CORRESP 1 filename1.htm


ROYCE VALUE TRUST, INC.
745 FIFTH AVENUE
NEW YORK, NY 10151

April 30, 2018

VIA EDGAR

David L. Orlic, Esq.
Senior Counsel
Division of Investment Management
Securities and Exchange Commission 100 F Street, NE
Washington, D.C. 20549

Re:    Royce Value Trust, Inc.
Registration Statement on Form N-2 (File No. 333-222703)
 
Dear Mr. Orlic:
 
On behalf of Royce Value Trust, Inc. (the "Fund"), below are responses to the telephonic comments provided by you to the undersigned relating to Pre-Effective Amendment No. 1 to the Fund's Registration Statement on Form N-2, including the exhibits thereto ("Amendment No. 1"). The proposed changes referred to herein along with certain non-material updating changes will be included in a subsequent pre-effective amendment to the Fund's Registration Statement on Form N-2 or in a filing made pursuant to Rule 497 under the Securities Act of 1933, as amended (referred to herein as the "Subsequent Filing"). Unless otherwise indicated, defined terms used herein have the meaning set forth in the Amendment No. 1.

General

General:
The SEC staff previously asked the Fund to provide an analysis as to how the offering can be made without disclosing a specific price until after the sale.  We are still considering the Fund's response to our comment.

Response:
The Fund represents that it will revise the terms of the Offer so that the Pricing Date will be the same date as the Expiration Date and that it will make conforming changes throughout the Subsequent Filing.

• DATASET ROWS:
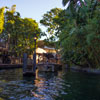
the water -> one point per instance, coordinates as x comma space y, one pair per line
64, 85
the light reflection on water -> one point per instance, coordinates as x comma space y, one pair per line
62, 85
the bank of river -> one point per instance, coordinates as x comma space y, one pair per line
63, 85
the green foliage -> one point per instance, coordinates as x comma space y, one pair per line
1, 19
48, 22
19, 33
80, 34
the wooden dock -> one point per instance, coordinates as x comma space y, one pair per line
49, 67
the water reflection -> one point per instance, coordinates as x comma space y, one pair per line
49, 86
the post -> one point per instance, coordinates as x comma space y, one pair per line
34, 58
24, 62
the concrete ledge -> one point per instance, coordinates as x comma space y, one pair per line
10, 66
87, 70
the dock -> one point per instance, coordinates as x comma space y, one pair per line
49, 67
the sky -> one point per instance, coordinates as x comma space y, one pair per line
32, 8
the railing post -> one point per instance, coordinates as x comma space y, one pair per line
24, 62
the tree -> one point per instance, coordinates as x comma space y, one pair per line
48, 21
20, 32
2, 19
80, 36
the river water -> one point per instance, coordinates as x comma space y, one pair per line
63, 85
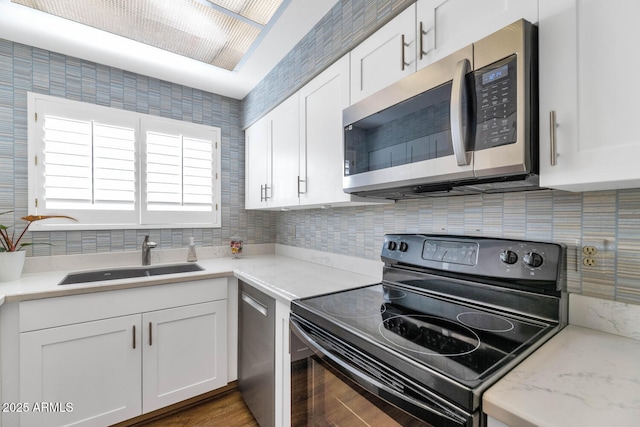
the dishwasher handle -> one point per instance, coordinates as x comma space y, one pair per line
261, 308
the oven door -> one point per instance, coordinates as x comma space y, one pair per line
334, 384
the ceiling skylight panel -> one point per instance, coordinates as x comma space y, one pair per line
218, 32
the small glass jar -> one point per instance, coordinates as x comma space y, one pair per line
236, 246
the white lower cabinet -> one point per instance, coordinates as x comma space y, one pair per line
90, 370
100, 372
183, 353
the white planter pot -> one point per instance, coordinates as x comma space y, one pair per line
11, 264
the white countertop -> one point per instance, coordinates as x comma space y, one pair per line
285, 278
581, 377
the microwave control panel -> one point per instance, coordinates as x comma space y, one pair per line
496, 104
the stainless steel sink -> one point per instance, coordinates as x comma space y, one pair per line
127, 273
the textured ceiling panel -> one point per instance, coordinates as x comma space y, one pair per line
213, 34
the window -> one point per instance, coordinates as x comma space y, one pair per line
113, 168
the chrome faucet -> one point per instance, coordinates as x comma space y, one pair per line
146, 250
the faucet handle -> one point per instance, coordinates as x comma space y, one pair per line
148, 243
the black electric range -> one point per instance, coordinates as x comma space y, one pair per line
452, 314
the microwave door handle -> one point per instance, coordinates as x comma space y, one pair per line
457, 129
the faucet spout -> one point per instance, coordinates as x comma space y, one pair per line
146, 250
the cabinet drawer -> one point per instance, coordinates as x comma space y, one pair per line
52, 312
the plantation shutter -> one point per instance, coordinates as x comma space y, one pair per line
111, 168
179, 173
88, 165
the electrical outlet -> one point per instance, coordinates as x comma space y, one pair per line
594, 254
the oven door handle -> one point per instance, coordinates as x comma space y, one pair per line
376, 387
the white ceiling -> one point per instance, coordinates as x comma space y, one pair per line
27, 26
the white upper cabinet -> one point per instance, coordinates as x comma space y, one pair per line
257, 163
284, 145
294, 156
588, 54
271, 158
385, 57
444, 26
321, 150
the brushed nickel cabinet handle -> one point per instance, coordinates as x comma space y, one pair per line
552, 137
299, 181
404, 62
422, 34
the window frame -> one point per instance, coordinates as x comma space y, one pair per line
39, 105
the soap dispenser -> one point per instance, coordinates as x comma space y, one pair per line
191, 256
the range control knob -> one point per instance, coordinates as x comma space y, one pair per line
509, 257
532, 259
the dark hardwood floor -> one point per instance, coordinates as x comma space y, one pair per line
227, 410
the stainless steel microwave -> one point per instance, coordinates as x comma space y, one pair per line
464, 124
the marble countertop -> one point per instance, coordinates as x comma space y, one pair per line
581, 377
283, 275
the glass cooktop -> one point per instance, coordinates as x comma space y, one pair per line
464, 342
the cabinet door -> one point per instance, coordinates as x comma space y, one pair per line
92, 366
184, 353
385, 57
257, 163
285, 155
445, 26
588, 50
321, 156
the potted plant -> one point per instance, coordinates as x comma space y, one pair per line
12, 254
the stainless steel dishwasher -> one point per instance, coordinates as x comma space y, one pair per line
256, 353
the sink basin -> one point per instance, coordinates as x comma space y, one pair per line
127, 273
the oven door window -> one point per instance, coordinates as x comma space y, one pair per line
322, 396
330, 390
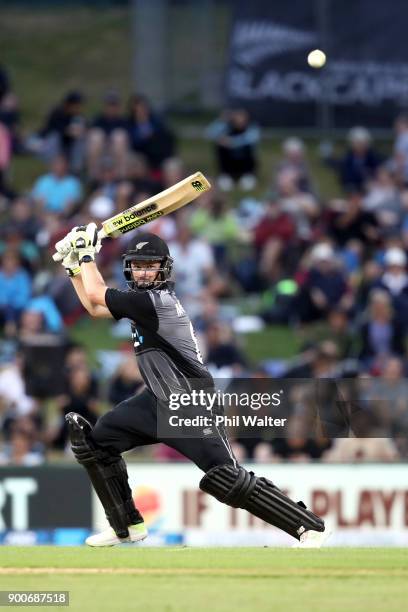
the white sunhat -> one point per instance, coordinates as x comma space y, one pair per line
359, 134
395, 257
102, 207
322, 252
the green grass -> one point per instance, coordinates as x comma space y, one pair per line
184, 579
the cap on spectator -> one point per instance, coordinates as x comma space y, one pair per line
358, 135
111, 96
293, 145
74, 97
395, 257
322, 252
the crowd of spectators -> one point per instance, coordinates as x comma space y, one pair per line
335, 270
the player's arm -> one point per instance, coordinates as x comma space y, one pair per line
73, 269
87, 284
95, 310
93, 284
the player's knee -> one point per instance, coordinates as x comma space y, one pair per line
229, 483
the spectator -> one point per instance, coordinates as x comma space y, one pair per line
294, 160
394, 280
148, 134
384, 201
197, 279
386, 398
15, 291
222, 351
399, 161
324, 287
213, 222
360, 161
108, 136
349, 221
272, 238
64, 132
22, 220
4, 82
381, 333
336, 328
24, 447
235, 138
302, 206
58, 192
126, 382
361, 450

• REQUIREMENT A: Can you reproduce the entire letter word for word?
• REQUIREMENT B: Which lines of the records contain the word "oven"? Copy each of them.
The letter has no connection to the records.

• EXERCISE SOLUTION A:
CORRESP 1 filename1.htm


ROYCE VALUE TRUST, INC.
745 FIFTH AVENUE
NEW YORK, NY 10151

April 30, 2018

VIA EDGAR

David L. Orlic, Esq.
Senior Counsel
Division of Investment Management
Securities and Exchange Commission 100 F Street, NE
Washington, D.C. 20549

Re:    Royce Value Trust, Inc.
Registration Statement on Form N-2 (File No. 333-222703)
 
Dear Mr. Orlic:
 
On behalf of Royce Value Trust, Inc. (the "Fund"), below are responses to the telephonic comments provided by you to the undersigned relating to Pre-Effective Amendment No. 1 to the Fund's Registration Statement on Form N-2, including the exhibits thereto ("Amendment No. 1"). The proposed changes referred to herein along with certain non-material updating changes will be included in a subsequent pre-effective amendment to the Fund's Registration Statement on Form N-2 or in a filing made pursuant to Rule 497 under the Securities Act of 1933, as amended (referred to herein as the "Subsequent Filing"). Unless otherwise indicated, defined terms used herein have the meaning set forth in the Amendment No. 1.

General

General:
The SEC staff previously asked the Fund to provide an analysis as to how the offering can be made without disclosing a specific price until after the sale.  We are still considering the Fund's response to our comment.

Response:
The Fund represents that it will revise the terms of the Offer so that the Pricing Date will be the same date as the Expiration Date and that it will make conforming changes throughout the Subsequent Filing.

• EXERCISE SOLUTION B:
the oven door -> one point per instance, coordinates as x comma space y, one pair per line
the oven door handle -> one point per instance, coordinates as x comma space y, one pair per line
the oven door window -> one point per instance, coordinates as x comma space y, one pair per line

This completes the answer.